Problem to work on:
Copy everything in the records below from the line containing "For the evaluation set, locate every instance of the asphalt" down to the line containing "x=905 y=114", substituting "paved road" for each "asphalt road" and leaving all else unchanged.

Records for processing:
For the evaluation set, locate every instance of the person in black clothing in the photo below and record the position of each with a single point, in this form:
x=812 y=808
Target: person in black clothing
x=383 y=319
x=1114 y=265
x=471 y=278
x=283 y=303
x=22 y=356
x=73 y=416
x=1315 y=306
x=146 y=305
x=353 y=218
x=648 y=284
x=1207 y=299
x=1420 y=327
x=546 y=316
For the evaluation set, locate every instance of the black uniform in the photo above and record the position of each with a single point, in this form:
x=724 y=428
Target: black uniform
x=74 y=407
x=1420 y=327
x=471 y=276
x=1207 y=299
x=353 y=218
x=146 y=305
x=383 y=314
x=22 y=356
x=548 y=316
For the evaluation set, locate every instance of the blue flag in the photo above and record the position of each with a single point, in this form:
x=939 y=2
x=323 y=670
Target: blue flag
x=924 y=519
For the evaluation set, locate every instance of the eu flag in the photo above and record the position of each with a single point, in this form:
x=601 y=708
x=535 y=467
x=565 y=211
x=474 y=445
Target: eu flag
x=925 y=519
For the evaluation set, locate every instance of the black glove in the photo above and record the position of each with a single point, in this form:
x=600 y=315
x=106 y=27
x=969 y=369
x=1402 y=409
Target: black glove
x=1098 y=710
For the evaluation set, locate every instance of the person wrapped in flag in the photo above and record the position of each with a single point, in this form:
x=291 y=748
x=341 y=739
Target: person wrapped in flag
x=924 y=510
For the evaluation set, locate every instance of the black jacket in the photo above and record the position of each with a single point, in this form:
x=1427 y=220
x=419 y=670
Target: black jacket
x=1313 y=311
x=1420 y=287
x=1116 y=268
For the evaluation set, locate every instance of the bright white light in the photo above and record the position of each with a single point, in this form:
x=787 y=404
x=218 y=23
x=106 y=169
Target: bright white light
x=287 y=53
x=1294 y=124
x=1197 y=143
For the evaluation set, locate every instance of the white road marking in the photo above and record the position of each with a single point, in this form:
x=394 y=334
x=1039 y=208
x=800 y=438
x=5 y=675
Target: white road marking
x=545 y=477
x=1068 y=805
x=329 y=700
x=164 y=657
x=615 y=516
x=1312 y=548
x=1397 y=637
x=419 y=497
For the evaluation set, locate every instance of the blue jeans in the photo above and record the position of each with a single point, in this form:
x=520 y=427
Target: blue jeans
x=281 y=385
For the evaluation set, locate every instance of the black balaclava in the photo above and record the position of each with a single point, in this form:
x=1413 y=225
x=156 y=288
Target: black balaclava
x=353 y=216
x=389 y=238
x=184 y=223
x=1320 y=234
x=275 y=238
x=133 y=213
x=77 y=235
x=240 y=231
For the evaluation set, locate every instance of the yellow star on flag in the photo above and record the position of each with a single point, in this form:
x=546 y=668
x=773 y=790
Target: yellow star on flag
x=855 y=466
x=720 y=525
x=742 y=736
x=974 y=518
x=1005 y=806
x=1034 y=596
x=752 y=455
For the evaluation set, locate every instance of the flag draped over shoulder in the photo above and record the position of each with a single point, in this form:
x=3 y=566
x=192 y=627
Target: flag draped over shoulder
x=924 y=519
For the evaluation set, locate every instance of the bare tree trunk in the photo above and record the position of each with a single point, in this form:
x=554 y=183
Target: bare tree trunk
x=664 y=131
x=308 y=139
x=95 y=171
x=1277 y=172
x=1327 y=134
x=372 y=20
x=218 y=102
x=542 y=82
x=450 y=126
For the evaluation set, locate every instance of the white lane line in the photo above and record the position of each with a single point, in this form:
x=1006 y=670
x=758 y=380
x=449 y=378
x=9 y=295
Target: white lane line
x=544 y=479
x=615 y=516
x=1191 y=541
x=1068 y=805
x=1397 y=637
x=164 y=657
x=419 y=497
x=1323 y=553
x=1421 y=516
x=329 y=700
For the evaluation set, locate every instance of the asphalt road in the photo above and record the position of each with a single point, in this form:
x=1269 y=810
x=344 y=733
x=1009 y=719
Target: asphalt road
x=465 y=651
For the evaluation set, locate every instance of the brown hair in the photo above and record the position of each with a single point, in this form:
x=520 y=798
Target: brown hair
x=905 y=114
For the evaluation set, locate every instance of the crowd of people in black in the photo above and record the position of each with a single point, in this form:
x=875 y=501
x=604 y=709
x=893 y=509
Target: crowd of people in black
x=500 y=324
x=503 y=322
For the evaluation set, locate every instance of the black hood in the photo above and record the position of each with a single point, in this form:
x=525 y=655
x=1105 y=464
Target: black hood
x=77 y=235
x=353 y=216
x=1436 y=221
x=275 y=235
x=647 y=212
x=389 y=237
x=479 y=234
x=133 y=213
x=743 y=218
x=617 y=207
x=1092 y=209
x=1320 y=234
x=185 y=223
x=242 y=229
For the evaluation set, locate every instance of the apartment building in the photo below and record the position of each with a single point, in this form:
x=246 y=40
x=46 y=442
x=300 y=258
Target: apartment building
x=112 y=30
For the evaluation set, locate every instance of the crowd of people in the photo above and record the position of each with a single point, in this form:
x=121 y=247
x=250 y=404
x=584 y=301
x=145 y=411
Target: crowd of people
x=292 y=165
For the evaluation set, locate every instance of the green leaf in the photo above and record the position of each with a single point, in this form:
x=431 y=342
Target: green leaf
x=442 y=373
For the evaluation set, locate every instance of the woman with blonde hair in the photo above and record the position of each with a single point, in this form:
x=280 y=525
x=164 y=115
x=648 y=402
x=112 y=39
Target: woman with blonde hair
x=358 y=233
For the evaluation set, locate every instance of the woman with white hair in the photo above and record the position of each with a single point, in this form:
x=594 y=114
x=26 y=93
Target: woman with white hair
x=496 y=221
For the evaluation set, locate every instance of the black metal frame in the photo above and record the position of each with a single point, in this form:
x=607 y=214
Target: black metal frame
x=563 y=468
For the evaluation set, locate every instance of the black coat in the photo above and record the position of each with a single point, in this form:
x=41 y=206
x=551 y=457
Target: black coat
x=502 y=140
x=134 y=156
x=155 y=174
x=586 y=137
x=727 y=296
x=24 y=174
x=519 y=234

Reply to the task:
For the evaluation set, locate every instance of the paved road in the photo above and record the position of each with a single point, in this form:
x=1269 y=810
x=344 y=733
x=1009 y=719
Target: paved road
x=465 y=651
For the evaluation set, locate every instance of the brown hair in the photo above and record the position of each with a single point, in this form:
x=520 y=798
Target: brown hair
x=905 y=114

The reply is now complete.